TRECHO DO DOCUMENTO.

◇ ◇ ◇ ◇ ◇

A estiagem dos últimos meses em regiões do Rio Grande do Sul, Santa Catarina, Paraná e Mato Grosso do Sul já afeta a agricultura, a produção de leite, as vendas de máquinas agrícolas e, como consequência, o funcionamento de diversas prefeituras. Nesses Estados, cerca de 290 municípios já decretaram estado de emergência. No Rio Grande do Sul, a estiagem dura dois meses, mas alguns municípios de Santa Catarina já estão com pouca chuva há seis meses. Em algumas regiões dos quatro Estados, as chuvas de abril foram até 90% inferiores à média.
Segundo a Defesa Civil do Rio Grande do Sul, até o início da noite de ontem 183 dos 496 municípios gaúchos haviam decretado situação de emergência em função da falta de chuva. Na região noroeste do Estado, 21 prefeituras adotaram medidas emergenciais, como suspensão de serviços administrativos, aulas e transporte escolar para poupar recursos e fornecer água potável para a população em caminhões-pipa. A paralisação vai durar cinco dias a partir de segunda-feira, mas pode ser prorrogada. Segundo o presidente da Federação das Associações de Municípios do Rio Grande do Sul (Famurs), Elir Girardi, a decisão é "drástica", mas necessária para garantir o atendimento à população. Só na cidade de Três Passos, com 23 mil habitantes, a prefeitura distribuiu 5 milhões de litros de água nos últimos dias, explicou. "Os rios e arroios estão secando", afirmou.
O presidente do Sindicato das Indústrias de Máquinas Agrícolas do Rio Grande do Sul (Simers), Cláudio Bier, disse que os efeitos da estiagem sobre as lavouras de verão também já provocaram uma "freada" nas vendas do setor no mês passado. A situação agrava as dificuldades já enfrentadas pela desaceleração da economia nos últimos meses. Cerca de 12% das máquinas e implementos agrícolas fabricados no Rio Grande do Sul são vendidas no próprio Estado.
As perdas provocadas pela estiagem na agricultura gaúcha podem chegar a 1,3 milhão de toneladas de milho e a 700 mil toneladas de soja, disse a diretora técnica da Emater-RS, Águeda Mezomo. Considerando-se as cotações médias dos dois produtos, a quebra em relação à expectativa do resultado das duas culturas neste ano já se aproxima de R$ 1 bilhão. Para o milho, a projeção era de uma safra de 5,5 milhões de toneladas, mas a produção deverá ficar em 4,1 milhões. Na soja, a estimativa chegou a 8,4 milhões de toneladas em janeiro, mas agora a previsão está em 7,7 milhões de toneladas.
A precipitação acumulada em abril nos 13 pontos do Estado monitorados pelo Instituto Nacional de Meteorologia (Inmet) ficou 85,6% abaixo da média histórica, conforme levantamento da Emater-RS. No noroeste e sul, a chuva ficou mais de 90% inferior à média. Conforme Águeda, a estiagem, provocada este ano pelo fenômeno climático La Nina, que aquece a água do Oceano Pacífico, demonstra comportamento atípico. Em geral a escassez de chuva no Rio Grande do Sul ocorre em janeiro e fevereiro, mas nesses dois meses os níveis de precipitação foram bons e a seca começou mais tarde.

◇ ◇ ◇ ◇ ◇

TRECHOS DOS DADOS.

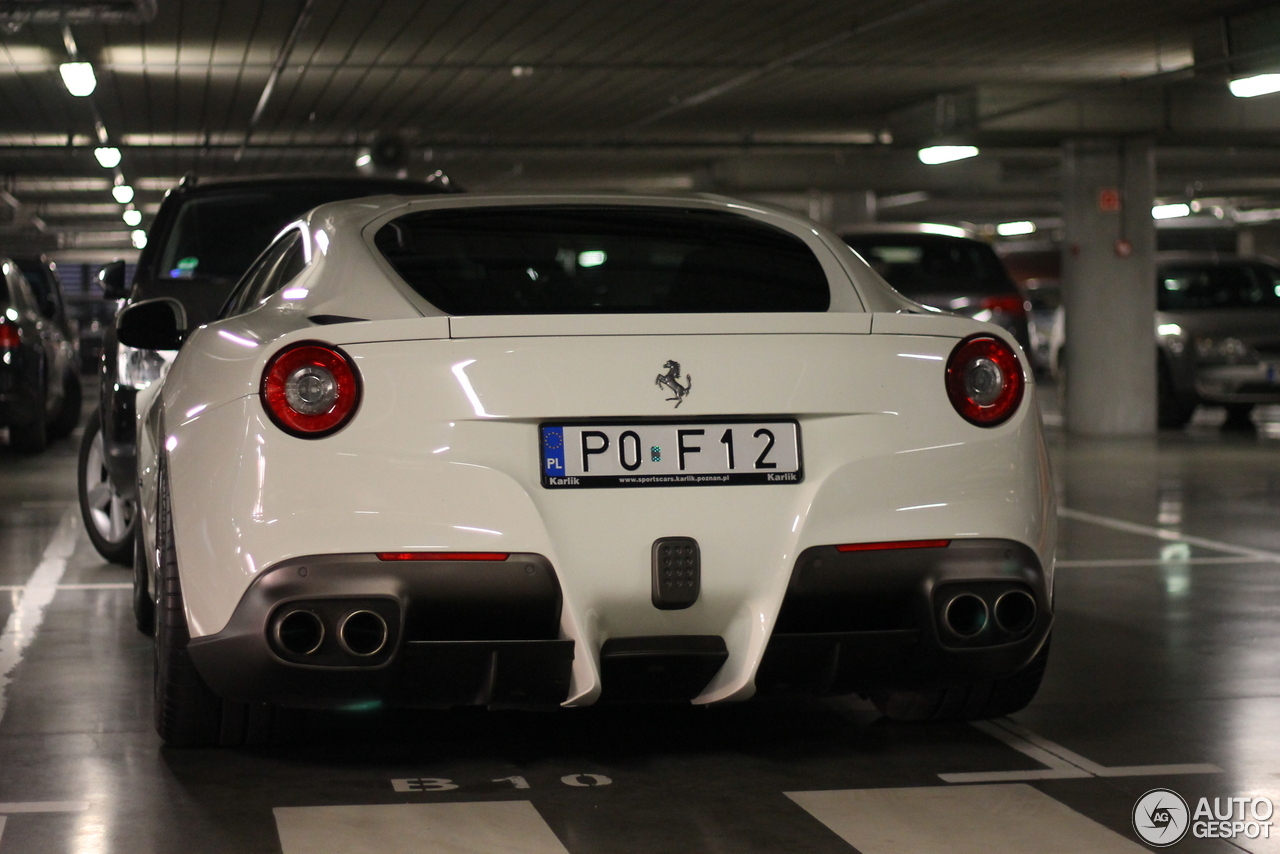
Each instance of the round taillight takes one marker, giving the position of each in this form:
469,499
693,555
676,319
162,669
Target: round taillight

◇ ◇ ◇ ◇ ◇

TAREFAS A FAZER.
(1) As afirmações abaixo concordam com o texto sobre a estiagem? Responda sim ou não a cada uma e cite as palavras do texto que decidem a resposta. (a) No Rio Grande do Sul, a estiagem já dura seis meses. (b) A paralisação nas prefeituras do noroeste gaúcho está prevista para cinco dias. (c) Segundo a diretora técnica da Emater-RS, a estiagem deste ano foi provocada pelo La Nina.
(2) Segundo a Defesa Civil, quantos municípios gaúchos haviam decretado situação de emergência até o início da noite de ontem, de acordo com o texto sobre a estiagem?
(3) Quais são todas as siglas de entidades que aparecem no texto sobre a estiagem?

RESPOSTAS DAS TAREFAS.
(1)
(a) Não: "No Rio Grande do Sul, a estiagem dura dois meses"
(b) Sim: "A paralisação vai durar cinco dias a partir de segunda-feira"
(c) Sim: "a estiagem, provocada este ano pelo fenômeno climático La Nina"

(2) 183 dos 496 municípios gaúchos.

(3) Famurs, Simers, Emater-RS e Inmet.